• **STATED EXERCISE 1**
Duplicate the passage of the content import page between "On this page" and "a specific platform.", inclusive.
• **STATED EXERCISE 2**
From the content import page, list every capability it gives for the WXR file upload method.

• **DOCUMENT**
--------------------

Content Import

On this page

EmDash’s import system uses a pluggable source architecture. Each source knows how to probe, analyze, and fetch content from a specific platform.

Import Sources

Source IDPlatformProbeOAuthFull Import
wxrWordPress export fileNoNoYes
wordpress-comWordPress.comYesYesYes
wordpress-restSelf-hosted WordPressYesNoProbe only

WXR File Upload

The most complete import method. Upload a WordPress eXtended RSS (WXR) export file directly to the admin dashboard.

Capabilities:

  • All post types (including custom)
  • All meta fields
  • Drafts and private posts
  • Full taxonomy hierarchy
  • Media attachment metadata

How to get a WXR file:

  1. In WordPress admin, go to Tools → Export
  2. Select All content or specific post types
  3. Click Download Export File
  4. Upload the .xml file to EmDash

WordPress.com OAuth

For sites hosted on WordPress.com, connect via OAuth to import without manual file exports.

  1. Enter your WordPress.com site URL
  2. Click Connect with WordPress.com
  3. Authorize EmDash in the WordPress.com popup
  4. Select content to import

What’s included:

  • Published and draft content
  • Private posts (with authorization)
  • Media files via API
  • Custom fields exposed to REST API

WordPress REST API Probe

When you enter a URL, EmDash probes the site to detect WordPress and show available content:

Detected: WordPress 6.4
├── Posts: 127 (published)
├── Pages: 12 (published)
└── Media: 89 files

Note: Drafts and private content require authentication
or a full WXR export.

The REST probe is informational. For complete imports, it suggests uploading a WXR file or connecting via OAuth (for WordPress.com).

Import Flow

All sources follow the same flow:

┌─────────────┐     ┌─────────────┐     ┌─────────────┐     ┌─────────────┐
│   Connect   │────▶│   Analyze   │────▶│   Prepare   │────▶│   Execute   │
│  (probe/    │     │  (schema    │     │  (create    │     │  (import    │
│   upload)   │     │   check)    │     │   schema)   │     │   content)  │
└─────────────┘     └─────────────┘     └─────────────┘     └─────────────┘

Step 1: Connect

Enter a URL to probe or upload a file directly.

--------------------

• **MATERIAL PROVIDED**

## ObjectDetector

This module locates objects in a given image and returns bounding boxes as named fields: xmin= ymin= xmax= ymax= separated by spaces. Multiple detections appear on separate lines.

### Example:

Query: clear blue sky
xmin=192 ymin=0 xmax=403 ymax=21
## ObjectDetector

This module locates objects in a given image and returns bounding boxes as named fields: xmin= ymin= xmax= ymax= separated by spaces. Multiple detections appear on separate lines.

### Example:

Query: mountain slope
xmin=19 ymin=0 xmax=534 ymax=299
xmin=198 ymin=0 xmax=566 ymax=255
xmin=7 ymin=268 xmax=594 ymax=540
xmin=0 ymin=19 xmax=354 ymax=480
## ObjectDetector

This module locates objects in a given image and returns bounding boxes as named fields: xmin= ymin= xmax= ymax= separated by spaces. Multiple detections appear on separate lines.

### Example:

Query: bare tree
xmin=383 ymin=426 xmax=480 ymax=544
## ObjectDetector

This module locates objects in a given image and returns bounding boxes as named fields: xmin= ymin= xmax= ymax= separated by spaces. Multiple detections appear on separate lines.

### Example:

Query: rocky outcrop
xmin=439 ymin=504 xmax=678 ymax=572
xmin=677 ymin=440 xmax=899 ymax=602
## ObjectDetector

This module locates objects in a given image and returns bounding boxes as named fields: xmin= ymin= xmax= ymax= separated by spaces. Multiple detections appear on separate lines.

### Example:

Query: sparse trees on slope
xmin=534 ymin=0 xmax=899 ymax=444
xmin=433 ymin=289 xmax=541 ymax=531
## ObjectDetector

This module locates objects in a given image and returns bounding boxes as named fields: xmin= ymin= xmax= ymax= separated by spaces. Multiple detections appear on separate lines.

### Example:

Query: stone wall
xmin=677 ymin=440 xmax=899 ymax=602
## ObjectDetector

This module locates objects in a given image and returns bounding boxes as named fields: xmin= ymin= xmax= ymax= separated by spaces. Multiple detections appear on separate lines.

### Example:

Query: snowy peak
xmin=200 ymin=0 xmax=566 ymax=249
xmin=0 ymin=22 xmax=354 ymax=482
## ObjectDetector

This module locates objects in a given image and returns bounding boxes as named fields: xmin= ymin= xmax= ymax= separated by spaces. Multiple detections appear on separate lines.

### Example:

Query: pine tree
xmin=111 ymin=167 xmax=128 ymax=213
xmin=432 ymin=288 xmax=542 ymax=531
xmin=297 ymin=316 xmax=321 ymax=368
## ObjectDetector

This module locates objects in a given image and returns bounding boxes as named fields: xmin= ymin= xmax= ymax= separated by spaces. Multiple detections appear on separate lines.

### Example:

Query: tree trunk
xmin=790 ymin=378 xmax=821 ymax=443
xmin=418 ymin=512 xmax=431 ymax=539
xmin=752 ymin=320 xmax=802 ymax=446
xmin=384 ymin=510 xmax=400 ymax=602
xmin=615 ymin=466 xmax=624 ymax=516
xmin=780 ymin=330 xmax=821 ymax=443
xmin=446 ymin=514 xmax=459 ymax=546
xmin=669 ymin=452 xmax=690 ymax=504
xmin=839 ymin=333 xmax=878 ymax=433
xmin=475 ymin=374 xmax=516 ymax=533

--------------------

• **CORRECT OUTPUT 1**
On this page

EmDash’s import system uses a pluggable source architecture. Each source knows how to probe, analyze, and fetch content from a specific platform.

• **CORRECT OUTPUT 2**
- All post types (including custom)
- All meta fields
- Drafts and private posts
- Full taxonomy hierarchy
- Media attachment metadata